(Work to be completed):
Put every line of the data below into a JSON list of strings, one string per line, leaving out any blank lines.

(Data provided):
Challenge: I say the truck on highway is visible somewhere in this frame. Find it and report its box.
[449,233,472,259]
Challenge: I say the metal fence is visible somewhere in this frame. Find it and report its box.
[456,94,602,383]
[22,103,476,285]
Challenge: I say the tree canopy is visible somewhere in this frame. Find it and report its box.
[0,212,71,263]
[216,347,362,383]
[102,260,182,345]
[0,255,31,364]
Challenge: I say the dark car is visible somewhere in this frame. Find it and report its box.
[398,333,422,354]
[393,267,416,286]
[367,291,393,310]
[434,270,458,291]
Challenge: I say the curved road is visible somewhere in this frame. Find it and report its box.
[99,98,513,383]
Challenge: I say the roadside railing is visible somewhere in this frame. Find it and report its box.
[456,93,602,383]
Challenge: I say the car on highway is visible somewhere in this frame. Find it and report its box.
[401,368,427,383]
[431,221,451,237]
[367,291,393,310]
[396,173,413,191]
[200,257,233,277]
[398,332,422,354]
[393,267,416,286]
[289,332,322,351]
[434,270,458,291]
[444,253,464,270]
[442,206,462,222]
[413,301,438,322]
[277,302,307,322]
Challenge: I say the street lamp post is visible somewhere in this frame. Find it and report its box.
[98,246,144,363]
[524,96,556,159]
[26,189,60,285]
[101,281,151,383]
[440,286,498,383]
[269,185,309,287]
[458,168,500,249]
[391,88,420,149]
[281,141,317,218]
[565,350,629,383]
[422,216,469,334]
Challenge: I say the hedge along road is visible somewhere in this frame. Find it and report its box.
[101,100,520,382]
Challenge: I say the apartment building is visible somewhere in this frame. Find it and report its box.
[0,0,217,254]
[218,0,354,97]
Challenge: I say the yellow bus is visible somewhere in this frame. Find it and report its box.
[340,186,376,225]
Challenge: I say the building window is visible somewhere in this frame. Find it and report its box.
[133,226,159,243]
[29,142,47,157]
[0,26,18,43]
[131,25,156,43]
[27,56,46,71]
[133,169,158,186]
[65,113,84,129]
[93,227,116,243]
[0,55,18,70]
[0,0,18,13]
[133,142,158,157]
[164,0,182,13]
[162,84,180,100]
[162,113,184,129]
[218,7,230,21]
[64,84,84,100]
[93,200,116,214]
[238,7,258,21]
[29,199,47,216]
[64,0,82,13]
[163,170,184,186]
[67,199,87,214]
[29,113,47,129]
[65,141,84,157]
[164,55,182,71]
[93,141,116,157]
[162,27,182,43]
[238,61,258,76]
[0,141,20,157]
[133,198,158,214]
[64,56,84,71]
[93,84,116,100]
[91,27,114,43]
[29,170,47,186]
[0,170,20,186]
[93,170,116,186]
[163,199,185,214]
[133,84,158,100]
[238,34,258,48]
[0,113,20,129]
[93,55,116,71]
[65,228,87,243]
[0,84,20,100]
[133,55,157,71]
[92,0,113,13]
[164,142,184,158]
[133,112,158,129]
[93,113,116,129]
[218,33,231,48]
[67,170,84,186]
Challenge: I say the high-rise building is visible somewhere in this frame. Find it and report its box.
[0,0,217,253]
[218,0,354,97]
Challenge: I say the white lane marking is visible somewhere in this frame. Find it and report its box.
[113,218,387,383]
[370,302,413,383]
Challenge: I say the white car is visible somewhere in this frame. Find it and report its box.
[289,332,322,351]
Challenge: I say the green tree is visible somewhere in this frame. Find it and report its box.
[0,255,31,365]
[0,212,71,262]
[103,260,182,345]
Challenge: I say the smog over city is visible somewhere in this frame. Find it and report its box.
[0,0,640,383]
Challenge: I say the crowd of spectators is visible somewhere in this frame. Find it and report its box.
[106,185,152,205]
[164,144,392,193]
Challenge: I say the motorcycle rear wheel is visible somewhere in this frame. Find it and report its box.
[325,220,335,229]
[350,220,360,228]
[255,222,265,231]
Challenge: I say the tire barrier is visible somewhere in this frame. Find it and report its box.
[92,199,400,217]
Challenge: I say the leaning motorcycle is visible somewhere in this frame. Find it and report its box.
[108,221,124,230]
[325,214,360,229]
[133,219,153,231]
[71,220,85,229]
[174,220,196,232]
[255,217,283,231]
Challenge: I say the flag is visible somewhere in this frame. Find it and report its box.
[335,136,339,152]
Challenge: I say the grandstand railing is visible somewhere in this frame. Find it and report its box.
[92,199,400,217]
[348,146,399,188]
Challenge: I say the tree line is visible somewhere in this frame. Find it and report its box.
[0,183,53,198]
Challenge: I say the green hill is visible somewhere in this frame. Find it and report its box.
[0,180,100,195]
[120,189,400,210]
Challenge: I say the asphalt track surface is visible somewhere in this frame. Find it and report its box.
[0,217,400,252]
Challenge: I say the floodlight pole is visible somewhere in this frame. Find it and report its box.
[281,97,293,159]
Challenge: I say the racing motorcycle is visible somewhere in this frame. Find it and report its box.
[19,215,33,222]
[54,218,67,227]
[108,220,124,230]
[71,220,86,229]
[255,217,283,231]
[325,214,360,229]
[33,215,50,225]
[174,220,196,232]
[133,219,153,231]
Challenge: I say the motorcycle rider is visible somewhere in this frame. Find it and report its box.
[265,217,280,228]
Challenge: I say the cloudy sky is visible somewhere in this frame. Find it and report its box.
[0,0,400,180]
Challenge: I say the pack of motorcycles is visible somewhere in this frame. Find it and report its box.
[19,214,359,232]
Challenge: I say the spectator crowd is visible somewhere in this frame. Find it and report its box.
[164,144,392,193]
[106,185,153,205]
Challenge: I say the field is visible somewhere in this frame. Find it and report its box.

(Reply to the exercise):
[
  "Challenge: I say the truck on highway is visible somewhere in this frame. Find it and report its box.",
  "[449,233,472,259]",
  "Challenge: I say the metal fence is visible somewhere in this frame. Find it and report its box.",
  "[456,94,602,383]",
  "[22,103,476,285]",
  "Challenge: I say the tree canopy is visible somewhere in this frame. Find it and report its box.",
  "[0,212,71,263]",
  "[216,347,362,383]",
  "[102,260,182,345]",
  "[0,255,31,364]",
  "Challenge: I say the dark car is visible somewhere in this frame. Find it and report its box.",
  "[398,333,422,354]",
  "[393,267,416,286]",
  "[367,291,393,310]",
  "[434,270,458,291]",
  "Challenge: I say the curved road is visible somewhere in this frame. Find it and report its box.",
  "[99,98,513,383]",
  "Challenge: I say the roadside railing is visible somewhere in this frame. Find it and report its box.",
  "[456,93,602,383]",
  "Challenge: I say the car on highway is visible somewhere in this frame. Find it and report its box.",
  "[401,368,427,383]",
  "[431,221,451,237]",
  "[367,291,393,310]",
  "[396,173,413,191]",
  "[200,257,233,277]",
  "[398,332,422,354]",
  "[393,267,416,286]",
  "[289,332,322,351]",
  "[434,270,458,291]",
  "[444,253,464,270]",
  "[442,206,462,222]",
  "[413,301,438,322]",
  "[277,302,307,322]",
  "Challenge: I say the street lamp post is visible somewhere in this frame. Find it and report its box.",
  "[98,246,144,363]",
  "[524,96,556,159]",
  "[26,189,60,285]",
  "[101,281,151,383]",
  "[440,286,498,383]",
  "[269,185,309,287]",
  "[458,168,500,249]",
  "[391,88,420,149]",
  "[281,141,317,218]",
  "[565,350,629,383]",
  "[422,216,469,334]",
  "Challenge: I say the hedge along road is visible somewhere in this frame. Find it and report its box.",
  "[101,100,520,382]",
  "Challenge: I say the apartment building is visible somewhere in this frame. Find it and report its box.",
  "[0,0,217,254]",
  "[218,0,354,97]",
  "Challenge: I say the yellow bus is visible somewhere in this frame. Find it and report its box.",
  "[340,186,376,225]",
  "Challenge: I say the building window is visible somewhere in this frame. Find it and report its box.",
  "[133,226,159,243]",
  "[29,142,47,157]",
  "[0,26,18,43]",
  "[131,25,156,43]",
  "[27,56,46,71]",
  "[133,169,158,186]",
  "[65,113,84,129]",
  "[93,227,116,243]",
  "[0,55,18,70]",
  "[0,0,18,13]",
  "[133,142,158,157]",
  "[164,0,182,13]",
  "[162,84,180,100]",
  "[162,113,184,129]",
  "[218,7,230,21]",
  "[64,84,84,100]",
  "[93,200,116,214]",
  "[238,7,258,21]",
  "[29,199,47,216]",
  "[64,0,82,13]",
  "[163,170,184,186]",
  "[67,199,87,214]",
  "[29,113,47,129]",
  "[65,141,84,157]",
  "[164,55,182,71]",
  "[93,141,116,157]",
  "[162,27,182,43]",
  "[238,61,258,76]",
  "[0,141,20,157]",
  "[133,198,158,214]",
  "[64,56,84,71]",
  "[93,84,116,100]",
  "[91,27,114,43]",
  "[29,170,47,186]",
  "[0,170,20,186]",
  "[93,170,116,186]",
  "[163,199,185,214]",
  "[133,84,158,100]",
  "[238,34,258,48]",
  "[0,113,20,129]",
  "[93,55,116,71]",
  "[65,228,87,243]",
  "[0,84,20,100]",
  "[133,55,157,71]",
  "[92,0,113,13]",
  "[164,142,184,158]",
  "[133,112,158,129]",
  "[93,113,116,129]",
  "[218,33,231,48]",
  "[67,170,84,186]",
  "Challenge: I say the high-rise building is visible somewhere in this frame. Find it and report its box.",
  "[0,0,217,253]",
  "[218,0,354,97]",
  "Challenge: I say the white lane marking is visible somewhere in this frame. Find it and report its box.",
  "[113,218,387,383]",
  "[370,302,413,383]",
  "Challenge: I say the white car is visible somewhere in this frame. Find it and report its box.",
  "[289,332,322,351]",
  "Challenge: I say the green tree is visible somewhere in this frame. Find it and report its box.",
  "[0,255,31,365]",
  "[0,212,71,262]",
  "[103,260,182,345]",
  "Challenge: I say the smog over city is visible somewhere in this frame. Find it and report its box.",
  "[0,0,640,383]",
  "Challenge: I say the crowd of spectators is visible somewhere in this frame. Find it and report its box.",
  "[106,185,152,205]",
  "[164,144,392,193]",
  "Challenge: I say the motorcycle rear wheel is visible somewhere in this frame. Find it and report its box.",
  "[325,220,335,229]",
  "[350,220,360,228]",
  "[255,222,265,231]",
  "Challenge: I say the tire barrier is visible somewhere in this frame. Find it and report its box.",
  "[92,199,400,217]",
  "Challenge: I say the leaning motorcycle is visible somewhere in this frame. Find it and report its box.",
  "[108,221,124,230]",
  "[325,214,360,229]",
  "[133,219,153,231]",
  "[71,220,85,229]",
  "[174,220,196,232]",
  "[255,217,283,231]",
  "Challenge: I say the flag is visible somewhere in this frame. Find it and report its box.",
  "[335,136,339,152]",
  "Challenge: I say the grandstand railing is visible somewhere in this frame. Find it and report its box.",
  "[92,199,400,217]",
  "[348,146,399,188]",
  "Challenge: I say the tree line is visible somewhere in this frame. Find it and report its box.",
  "[0,183,53,198]",
  "Challenge: I say the green hill is visible somewhere in this frame. Find it and report its box.",
  "[0,180,100,195]",
  "[120,189,400,210]",
  "Challenge: I say the asphalt track surface is visible somewhere in this frame. Find it and report its box.",
  "[0,217,400,252]",
  "Challenge: I say the floodlight pole is visible somewhere in this frame. Find it and report its box.",
  "[281,97,293,159]",
  "Challenge: I say the racing motorcycle is visible somewhere in this frame. Find it and report its box.",
  "[19,215,33,222]",
  "[54,218,67,227]",
  "[108,220,124,230]",
  "[71,220,86,229]",
  "[255,217,283,231]",
  "[325,214,360,229]",
  "[33,215,50,225]",
  "[174,220,196,232]",
  "[133,219,153,231]",
  "Challenge: I say the motorcycle rider is visible somewhere in this frame. Find it and report its box.",
  "[265,217,280,228]",
  "Challenge: I say the cloudy sky is visible somewhere in this frame. Find it and report its box.",
  "[0,0,400,180]",
  "Challenge: I say the pack of motorcycles is visible somewhere in this frame. Find it and report its box.",
  "[19,214,359,232]",
  "Challenge: I say the spectator crowd is visible somewhere in this frame. Find it and report its box.",
  "[164,144,392,193]",
  "[106,185,153,205]",
  "Challenge: I say the field is visible somewhere in this frame. Find it and report its box."
]